> **TO DO**:
Reproduce the records below in full, substituting "object localization system" for each occurrence of "visual grounding engine" and changing nothing else.

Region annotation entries
==============================
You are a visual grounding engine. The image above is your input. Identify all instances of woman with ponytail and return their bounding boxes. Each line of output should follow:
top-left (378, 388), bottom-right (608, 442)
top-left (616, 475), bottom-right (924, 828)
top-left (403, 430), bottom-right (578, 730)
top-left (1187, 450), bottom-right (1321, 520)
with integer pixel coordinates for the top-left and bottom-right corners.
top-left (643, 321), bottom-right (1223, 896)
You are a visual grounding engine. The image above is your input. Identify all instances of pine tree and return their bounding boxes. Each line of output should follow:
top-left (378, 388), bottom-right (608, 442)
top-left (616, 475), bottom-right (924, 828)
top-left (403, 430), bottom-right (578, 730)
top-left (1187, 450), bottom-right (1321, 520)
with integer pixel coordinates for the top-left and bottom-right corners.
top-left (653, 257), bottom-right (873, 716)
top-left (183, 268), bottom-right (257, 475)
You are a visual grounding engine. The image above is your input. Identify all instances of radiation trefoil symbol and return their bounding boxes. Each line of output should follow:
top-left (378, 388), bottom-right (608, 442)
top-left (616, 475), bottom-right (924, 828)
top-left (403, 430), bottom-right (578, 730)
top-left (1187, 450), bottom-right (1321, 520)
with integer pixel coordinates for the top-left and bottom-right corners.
==============================
> **ANSWER IN FULL**:
You are a object localization system. The image above is your input. Identify all instances of woman with ponytail and return their bounding boxes. Each line of output should follow:
top-left (378, 388), bottom-right (608, 442)
top-left (616, 475), bottom-right (924, 828)
top-left (403, 430), bottom-right (578, 730)
top-left (1187, 450), bottom-right (1321, 520)
with integer pixel coordinates for the top-left and bottom-right corners.
top-left (643, 321), bottom-right (1223, 896)
You are a object localization system. The image above is your input. Identify all instances of pine tree and return their bounding boxes. Each line of output should follow:
top-left (378, 388), bottom-right (608, 442)
top-left (616, 475), bottom-right (924, 828)
top-left (403, 430), bottom-right (578, 730)
top-left (1187, 450), bottom-right (1321, 520)
with integer pixel coordinates for the top-left and bottom-right corners.
top-left (653, 257), bottom-right (873, 716)
top-left (183, 268), bottom-right (257, 475)
You are a object localization system. The image above is your input. Identify all instances of radiation trefoil symbol and return their bounding boxes. Each line of output should follow:
top-left (378, 388), bottom-right (608, 442)
top-left (616, 475), bottom-right (924, 828)
top-left (403, 430), bottom-right (578, 730)
top-left (1187, 450), bottom-right (1321, 520)
with integer pixel coordinates for the top-left and bottom-right corners.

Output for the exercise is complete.